--- TASK GOAL ---
Reproduce the records word for word, leaving out any pictures they hold.

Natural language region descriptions
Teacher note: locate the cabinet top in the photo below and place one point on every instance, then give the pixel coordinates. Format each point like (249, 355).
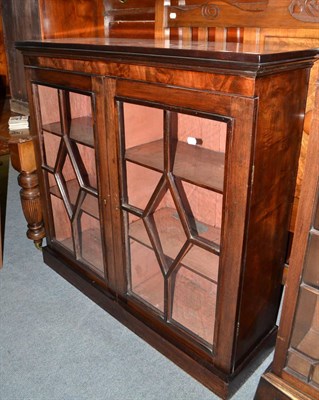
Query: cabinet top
(235, 56)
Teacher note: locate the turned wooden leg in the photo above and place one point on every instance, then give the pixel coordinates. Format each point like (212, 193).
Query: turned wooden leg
(23, 160)
(31, 206)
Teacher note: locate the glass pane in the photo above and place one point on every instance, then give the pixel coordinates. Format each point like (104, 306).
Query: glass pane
(81, 123)
(168, 227)
(204, 211)
(200, 151)
(142, 125)
(90, 242)
(141, 183)
(91, 206)
(87, 166)
(72, 186)
(146, 277)
(194, 303)
(49, 109)
(311, 268)
(51, 144)
(61, 222)
(202, 262)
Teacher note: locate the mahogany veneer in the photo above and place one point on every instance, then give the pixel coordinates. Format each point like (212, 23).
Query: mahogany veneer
(187, 247)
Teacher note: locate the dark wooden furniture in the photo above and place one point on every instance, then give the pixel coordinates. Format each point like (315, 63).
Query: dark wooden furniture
(167, 172)
(294, 373)
(43, 19)
(20, 146)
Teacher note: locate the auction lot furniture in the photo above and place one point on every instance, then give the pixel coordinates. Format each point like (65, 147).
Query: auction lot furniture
(294, 373)
(167, 171)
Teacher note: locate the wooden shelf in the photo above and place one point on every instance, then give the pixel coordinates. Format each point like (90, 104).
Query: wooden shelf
(92, 255)
(90, 204)
(81, 130)
(193, 164)
(200, 261)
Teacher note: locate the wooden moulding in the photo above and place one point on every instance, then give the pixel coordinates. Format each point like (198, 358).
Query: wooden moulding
(209, 377)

--- COMPLETED TASK ---
Teacher note: locate the cabinet top in the photo below and place one point on every instance, then give the pixel coordinates. Format each point like (249, 355).
Query: cabinet top
(235, 56)
Teacher note: locate the turned wooden leg in the photo above and place one point on every instance, then give the pixel coordinates. Format each point like (212, 193).
Query: turned wooden leg
(23, 160)
(31, 206)
Teacher note: locate the glass pane in the photo above and place one point on every instance, then give the pixel coordinates. Format each point like (104, 306).
Query: glass pane
(81, 123)
(168, 227)
(204, 211)
(200, 151)
(142, 125)
(90, 242)
(141, 183)
(91, 206)
(87, 166)
(72, 186)
(146, 277)
(194, 303)
(49, 109)
(311, 268)
(51, 144)
(61, 222)
(202, 262)
Teacher note: locate the mahogany veneer in the photo above and place one point on every instance, then give the pixel coordinates. Format each point like (212, 23).
Query: mahogany veneer
(187, 247)
Teacher note: locate the dark wooden furniture in the photo above and place one point on every instance, then give the pixel coordinates. Format each point like (315, 63).
Query: dark wooden furniture
(167, 172)
(294, 373)
(43, 19)
(20, 146)
Teacher note: locate the auction lot furniture in the photo above and place one point on every instance, then give the pixel coordinates. Format each point like (65, 147).
Query: auction lot furniture
(294, 373)
(167, 171)
Teacher note: locate the wooden shelf in the photo above and place one point on every instance, then give the pixel coordinates. Format each point like (90, 104).
Query: wooden shelf
(92, 255)
(90, 204)
(81, 130)
(193, 164)
(200, 261)
Teacher note: locate the wooden moulding in the photo above and place one point on every instance, then give the pixel coordinates. Format each point like (198, 358).
Query: wooden moulding
(209, 377)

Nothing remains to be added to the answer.